(Labeled contour entries)
↓

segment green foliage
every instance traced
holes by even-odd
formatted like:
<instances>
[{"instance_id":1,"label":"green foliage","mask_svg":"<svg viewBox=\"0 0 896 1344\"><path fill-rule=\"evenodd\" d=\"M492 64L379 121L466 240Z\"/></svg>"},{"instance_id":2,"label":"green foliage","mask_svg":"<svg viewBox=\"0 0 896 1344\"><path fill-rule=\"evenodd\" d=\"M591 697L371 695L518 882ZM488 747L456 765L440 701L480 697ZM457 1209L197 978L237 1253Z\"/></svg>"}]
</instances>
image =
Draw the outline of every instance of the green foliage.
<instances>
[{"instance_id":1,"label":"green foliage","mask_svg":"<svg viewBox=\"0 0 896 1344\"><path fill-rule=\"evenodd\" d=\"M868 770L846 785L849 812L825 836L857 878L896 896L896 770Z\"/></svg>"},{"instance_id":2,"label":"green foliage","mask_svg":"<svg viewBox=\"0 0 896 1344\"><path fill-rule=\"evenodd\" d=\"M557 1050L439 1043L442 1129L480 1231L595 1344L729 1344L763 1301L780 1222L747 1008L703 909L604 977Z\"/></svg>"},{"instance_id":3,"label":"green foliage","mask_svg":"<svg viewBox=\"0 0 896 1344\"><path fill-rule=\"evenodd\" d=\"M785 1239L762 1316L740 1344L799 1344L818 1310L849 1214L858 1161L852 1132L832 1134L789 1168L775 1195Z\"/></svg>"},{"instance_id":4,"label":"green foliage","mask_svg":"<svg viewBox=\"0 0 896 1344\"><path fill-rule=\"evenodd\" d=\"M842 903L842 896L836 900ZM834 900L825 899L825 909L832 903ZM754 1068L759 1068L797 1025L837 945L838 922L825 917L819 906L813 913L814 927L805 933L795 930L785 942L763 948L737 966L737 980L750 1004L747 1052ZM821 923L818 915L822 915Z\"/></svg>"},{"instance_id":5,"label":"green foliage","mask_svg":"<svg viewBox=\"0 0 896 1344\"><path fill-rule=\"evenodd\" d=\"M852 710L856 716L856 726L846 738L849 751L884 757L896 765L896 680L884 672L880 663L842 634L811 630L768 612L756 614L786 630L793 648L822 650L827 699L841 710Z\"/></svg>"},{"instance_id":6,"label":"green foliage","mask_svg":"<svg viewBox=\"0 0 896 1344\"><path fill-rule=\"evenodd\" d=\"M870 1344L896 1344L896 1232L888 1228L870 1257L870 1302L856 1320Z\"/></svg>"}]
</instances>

↑

* YOUR INSTRUCTIONS:
Generate an exact reproduction of all entries.

* COMPLETE ANSWER:
segment green foliage
every instance traced
holes by even-odd
formatted like:
<instances>
[{"instance_id":1,"label":"green foliage","mask_svg":"<svg viewBox=\"0 0 896 1344\"><path fill-rule=\"evenodd\" d=\"M492 64L379 121L466 240Z\"/></svg>"},{"instance_id":2,"label":"green foliage","mask_svg":"<svg viewBox=\"0 0 896 1344\"><path fill-rule=\"evenodd\" d=\"M591 697L371 695L518 882ZM488 747L456 765L440 701L480 697ZM457 1209L197 978L237 1253Z\"/></svg>"}]
</instances>
image =
Draw the outline of every instance of the green foliage.
<instances>
[{"instance_id":1,"label":"green foliage","mask_svg":"<svg viewBox=\"0 0 896 1344\"><path fill-rule=\"evenodd\" d=\"M868 770L846 785L849 812L825 836L857 878L896 896L896 770Z\"/></svg>"},{"instance_id":2,"label":"green foliage","mask_svg":"<svg viewBox=\"0 0 896 1344\"><path fill-rule=\"evenodd\" d=\"M557 1050L439 1043L442 1129L480 1231L595 1344L729 1344L763 1301L780 1222L747 1008L703 909L604 977Z\"/></svg>"},{"instance_id":3,"label":"green foliage","mask_svg":"<svg viewBox=\"0 0 896 1344\"><path fill-rule=\"evenodd\" d=\"M785 1239L762 1316L740 1344L799 1344L818 1310L849 1214L858 1161L852 1132L832 1134L789 1168L775 1195Z\"/></svg>"},{"instance_id":4,"label":"green foliage","mask_svg":"<svg viewBox=\"0 0 896 1344\"><path fill-rule=\"evenodd\" d=\"M842 903L842 896L836 900ZM834 900L825 899L825 909L832 903ZM754 1068L759 1068L797 1025L837 945L838 922L825 917L819 906L813 913L814 927L805 933L795 930L785 942L763 948L737 966L737 980L750 1004L747 1052ZM821 923L818 915L822 915Z\"/></svg>"},{"instance_id":5,"label":"green foliage","mask_svg":"<svg viewBox=\"0 0 896 1344\"><path fill-rule=\"evenodd\" d=\"M852 710L856 716L856 726L846 738L849 751L884 757L896 765L896 680L884 672L880 663L842 634L811 630L768 612L756 614L786 630L793 648L822 650L827 699L841 710Z\"/></svg>"},{"instance_id":6,"label":"green foliage","mask_svg":"<svg viewBox=\"0 0 896 1344\"><path fill-rule=\"evenodd\" d=\"M870 1344L896 1344L896 1232L888 1228L870 1257L870 1302L856 1320Z\"/></svg>"}]
</instances>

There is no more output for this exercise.